◆ Your tasks:
1. Reproduce the passage on justification from "Likewise, Proverbs 17:15" up to and including "the inner man.".
2. Render this sentence from the passage on justification into Spanish: "This same principle is presented in Proverbs 24:24-25."

◆ Document extract:
=======
In his study of the doctrine of justification, James White points out that there is a link (via translation) between the Old Testament’s Hebrew and the Septuagint’s Greek word typically translated into English as “just” or “righteous.” This Greek word (dikaion) used throughout the Septuagint to translate the original Hebrew (tzaddiq) is significant to explore because this is the same word that Paul uses to establish His doctrine of justification in Romans and elsewhere. Drawing on this translational link, Mark Seifrid compares the Old Testament teaching about justifying the ungodly with Paul’s argument about Abraham’s justification, “God alone justifies the ungodly—an act that he expressly forbids human beings (Exod. 23:7; Prov. 17:15; 24:24–25; Isa. 5:23; cf. Mark 2:7b: “Who can forgive sins but God alone?”). Yet, as God, he acts in this very manner…” Here, Seifrid refers to key examples of justification in the Old Testament that demonstrate certain patterns of use. These contextual patterns shed light on Paul’s understanding of such words as “just” and “justify.” In Exodus 23:7, God lays down the principle to not pervert justice so as not to punish the innocent, most especially by putting him to death. His reason is, “for I will not justify the wicked” (NET). Literally, “I will not make righteous [i.e., deem righteous, justify, pronounce innocent] a guilty person.” Whatever “justify” or “make righteous” may mean here, it does not make sense to mean “renewal of the inner man” as the Roman Catholic Catechism defines the doctrine of justification (Catechism of the Catholic Church 1989). In fact, the use of “justify” in this verse sounds much more like that described in the Protestant definition, that God “accepteth and accounteth their persons righteous in his sight” (WLC 70). The legal declaration of a righteous judge will reflect God’s standard by not perverting justice, because God will not accept or account a wicked person as not wicked in His sight.
Likewise, Proverbs 17:15 repeats the judicial principle laid out in Exodus 23: “He who justifies the wicked and he who condemns the righteous are both alike an abomination to the LORD.” It is a perversion of justice to declare a wicked person to be just (not wicked). It is beyond the range of possibilities for this verse to teach that a man could transform a wicked person into a righteous person. This same principle is presented in Proverbs 24:24-25. In Isaiah 5:23, the prophet pronounces a woe upon those “who acquit the guilty for a bribe, and deprive the innocent of his right!” Again, it is clear that the usage of the Old Testament word for justify (or acquit) carries the meaning of a judge’s pronouncement that one is just, not the meaning of a renewal of the inner man.
=======
◆ Data extract:
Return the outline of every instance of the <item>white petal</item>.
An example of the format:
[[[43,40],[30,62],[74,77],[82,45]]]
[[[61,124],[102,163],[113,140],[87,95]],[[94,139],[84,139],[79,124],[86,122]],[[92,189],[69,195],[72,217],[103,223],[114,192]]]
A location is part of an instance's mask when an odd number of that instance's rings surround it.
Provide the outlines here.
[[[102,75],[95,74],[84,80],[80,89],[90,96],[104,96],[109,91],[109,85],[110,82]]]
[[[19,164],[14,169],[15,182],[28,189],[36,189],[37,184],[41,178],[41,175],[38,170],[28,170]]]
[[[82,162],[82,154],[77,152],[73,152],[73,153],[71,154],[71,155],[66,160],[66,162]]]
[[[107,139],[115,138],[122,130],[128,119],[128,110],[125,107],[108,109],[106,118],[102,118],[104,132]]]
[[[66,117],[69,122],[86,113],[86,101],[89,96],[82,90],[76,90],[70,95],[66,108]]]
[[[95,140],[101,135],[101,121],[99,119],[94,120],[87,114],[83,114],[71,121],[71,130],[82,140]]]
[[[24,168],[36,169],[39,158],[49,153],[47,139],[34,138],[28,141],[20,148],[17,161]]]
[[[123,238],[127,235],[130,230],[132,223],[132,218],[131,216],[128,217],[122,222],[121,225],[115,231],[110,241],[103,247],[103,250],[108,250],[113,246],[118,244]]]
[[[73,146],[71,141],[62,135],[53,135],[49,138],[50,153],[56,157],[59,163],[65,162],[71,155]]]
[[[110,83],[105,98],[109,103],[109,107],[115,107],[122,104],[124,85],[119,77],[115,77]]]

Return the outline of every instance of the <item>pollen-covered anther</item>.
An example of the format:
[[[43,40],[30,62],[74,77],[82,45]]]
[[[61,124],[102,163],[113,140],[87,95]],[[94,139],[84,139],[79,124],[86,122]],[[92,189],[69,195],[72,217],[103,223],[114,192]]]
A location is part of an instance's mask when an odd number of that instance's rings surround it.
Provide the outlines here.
=======
◆ Results of the tasks:
1.
Likewise, Proverbs 17:15 repeats the judicial principle laid out in Exodus 23: “He who justifies the wicked and he who condemns the righteous are both alike an abomination to the LORD.” It is a perversion of justice to declare a wicked person to be just (not wicked). It is beyond the range of possibilities for this verse to teach that a man could transform a wicked person into a righteous person. This same principle is presented in Proverbs 24:24-25. In Isaiah 5:23, the prophet pronounces a woe upon those “who acquit the guilty for a bribe, and deprive the innocent of his right!” Again, it is clear that the usage of the Old Testament word for justify (or acquit) carries the meaning of a judge’s pronouncement that one is just, not the meaning of a renewal of the inner man.

2. Este mismo principio se presenta en Proverbios 24:24-25.